[Items from a dataset]
-------------------------

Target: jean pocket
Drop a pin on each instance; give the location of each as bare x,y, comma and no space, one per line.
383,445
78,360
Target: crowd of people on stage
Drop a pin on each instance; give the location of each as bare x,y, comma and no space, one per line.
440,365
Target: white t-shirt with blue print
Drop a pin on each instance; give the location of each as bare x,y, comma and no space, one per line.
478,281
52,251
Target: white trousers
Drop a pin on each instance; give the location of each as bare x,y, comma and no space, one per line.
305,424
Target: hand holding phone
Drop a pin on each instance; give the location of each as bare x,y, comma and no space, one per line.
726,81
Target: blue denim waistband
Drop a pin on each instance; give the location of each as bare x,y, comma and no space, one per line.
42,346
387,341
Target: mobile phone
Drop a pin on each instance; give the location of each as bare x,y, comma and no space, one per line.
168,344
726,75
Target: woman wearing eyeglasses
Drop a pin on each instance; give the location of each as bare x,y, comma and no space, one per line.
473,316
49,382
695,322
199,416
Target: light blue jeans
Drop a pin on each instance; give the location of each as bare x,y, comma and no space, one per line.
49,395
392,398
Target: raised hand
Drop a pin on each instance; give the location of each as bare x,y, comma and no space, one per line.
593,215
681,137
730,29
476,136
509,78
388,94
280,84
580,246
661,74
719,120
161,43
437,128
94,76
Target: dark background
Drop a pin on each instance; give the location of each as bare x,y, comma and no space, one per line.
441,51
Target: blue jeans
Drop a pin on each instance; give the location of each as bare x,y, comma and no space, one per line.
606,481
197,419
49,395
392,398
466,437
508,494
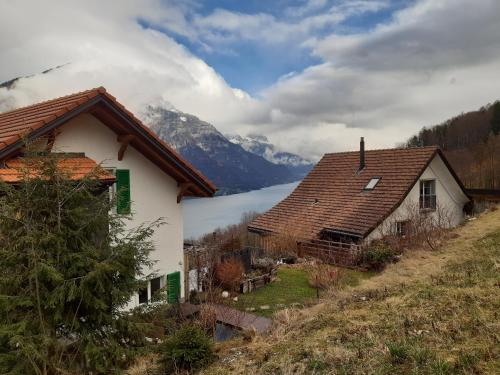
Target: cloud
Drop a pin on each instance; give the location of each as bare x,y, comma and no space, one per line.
105,45
430,61
433,61
223,26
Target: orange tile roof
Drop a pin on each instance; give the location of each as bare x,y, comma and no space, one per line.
332,195
28,121
76,168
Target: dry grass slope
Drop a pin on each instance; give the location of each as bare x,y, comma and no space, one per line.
431,313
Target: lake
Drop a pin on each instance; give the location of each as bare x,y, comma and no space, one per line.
204,215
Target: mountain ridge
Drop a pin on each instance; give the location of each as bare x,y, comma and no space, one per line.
232,168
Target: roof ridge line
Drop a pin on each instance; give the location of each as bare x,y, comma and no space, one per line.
99,90
384,149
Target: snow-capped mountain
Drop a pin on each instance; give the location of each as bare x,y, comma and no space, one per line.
260,145
228,165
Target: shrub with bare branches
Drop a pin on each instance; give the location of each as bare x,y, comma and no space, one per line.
323,276
229,274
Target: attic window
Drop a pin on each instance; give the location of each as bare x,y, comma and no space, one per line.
372,183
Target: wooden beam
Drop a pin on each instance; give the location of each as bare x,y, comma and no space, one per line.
183,189
51,138
124,140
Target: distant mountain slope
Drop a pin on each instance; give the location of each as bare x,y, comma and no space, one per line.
470,145
228,165
260,145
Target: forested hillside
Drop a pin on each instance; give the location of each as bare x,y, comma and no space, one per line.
471,142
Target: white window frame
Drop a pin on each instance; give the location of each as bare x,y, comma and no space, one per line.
427,200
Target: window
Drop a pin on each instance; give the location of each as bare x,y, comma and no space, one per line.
123,191
428,194
143,295
173,287
372,183
401,228
155,287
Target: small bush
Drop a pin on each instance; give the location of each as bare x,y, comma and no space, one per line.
377,256
323,276
230,274
188,349
398,352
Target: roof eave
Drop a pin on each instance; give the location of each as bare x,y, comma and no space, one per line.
206,189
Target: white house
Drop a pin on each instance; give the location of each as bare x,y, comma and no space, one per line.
356,197
101,131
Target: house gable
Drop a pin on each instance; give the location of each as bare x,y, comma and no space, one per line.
450,196
44,119
334,197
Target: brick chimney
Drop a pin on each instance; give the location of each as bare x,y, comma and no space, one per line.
361,154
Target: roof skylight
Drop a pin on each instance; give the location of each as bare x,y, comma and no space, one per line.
372,183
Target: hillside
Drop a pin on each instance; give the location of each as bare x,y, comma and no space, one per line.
431,313
470,145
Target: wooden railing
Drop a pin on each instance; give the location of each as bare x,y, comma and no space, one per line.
339,253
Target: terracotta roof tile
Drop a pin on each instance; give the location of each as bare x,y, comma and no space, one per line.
332,195
76,167
18,123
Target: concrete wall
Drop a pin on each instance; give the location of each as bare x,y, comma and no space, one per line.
449,199
153,192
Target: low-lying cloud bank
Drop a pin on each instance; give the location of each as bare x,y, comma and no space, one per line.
433,60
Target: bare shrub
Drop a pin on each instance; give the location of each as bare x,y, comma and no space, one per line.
207,318
322,276
229,274
281,245
146,365
427,227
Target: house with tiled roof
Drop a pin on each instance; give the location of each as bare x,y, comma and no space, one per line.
356,197
92,130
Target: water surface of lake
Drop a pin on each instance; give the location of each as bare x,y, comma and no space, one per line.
204,215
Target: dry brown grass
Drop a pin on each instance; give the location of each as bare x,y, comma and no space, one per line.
145,365
434,312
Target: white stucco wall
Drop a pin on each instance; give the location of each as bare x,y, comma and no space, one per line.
153,192
450,199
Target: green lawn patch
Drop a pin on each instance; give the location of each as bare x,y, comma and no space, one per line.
290,289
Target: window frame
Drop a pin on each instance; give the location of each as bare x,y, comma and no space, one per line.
401,228
121,207
427,200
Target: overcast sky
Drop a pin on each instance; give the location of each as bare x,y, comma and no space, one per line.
312,75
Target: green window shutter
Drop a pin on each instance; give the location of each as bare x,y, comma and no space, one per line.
123,191
173,287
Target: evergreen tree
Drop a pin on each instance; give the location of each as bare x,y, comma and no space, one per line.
495,119
68,267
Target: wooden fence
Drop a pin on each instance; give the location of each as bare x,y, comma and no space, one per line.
338,253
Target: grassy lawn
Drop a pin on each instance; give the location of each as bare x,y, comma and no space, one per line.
290,289
434,312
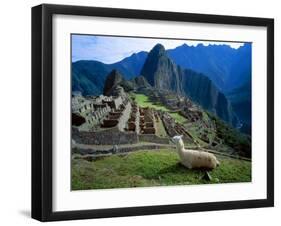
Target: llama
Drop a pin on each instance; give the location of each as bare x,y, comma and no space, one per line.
193,158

-------------------------

Your objective
Recast the lines of the data, from the line containing "Target: green window shutter" through the end of the data, inclusive, as a JSON list of strings with one string per line and blank lines omitted. Leave the pictures out.

Solution to this task
[
  "Target: green window shutter",
  "Drop a pin on each instance; give the location of each as bare x,y, comma and no space, one per line.",
  "123,191",
  "173,287",
  "Target: evergreen tree",
  "Drop a pin on each instance; give the location of each as bare x,y, comma and no space, one per line.",
  "495,119",
  "68,267",
  "Target: wooden fence",
  "Drop a pin on each instance; give the location of each as bare x,y, comma and no space, one per line.",
  "338,253",
  "Target: grassy lawn",
  "Drop a pin on each instance; give the location of each as bare x,y, comma and no space, one per line.",
  "290,289",
  "434,312",
  "Target: llama",
  "Drop a pin on each instance; give the location of each as bare x,y, comma and no space, one per line.",
  "193,158"
]